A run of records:
"""

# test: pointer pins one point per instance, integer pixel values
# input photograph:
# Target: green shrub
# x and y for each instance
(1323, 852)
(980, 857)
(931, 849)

"""

What is being asked:
Rewrite the records above, replacing "shrub" with "bush" and leaving everything else unchanged.

Complete response:
# test: pointer pins one point per instance, integer pixel values
# input photograph:
# Target: green bush
# x and y for each instance
(1323, 852)
(980, 857)
(931, 849)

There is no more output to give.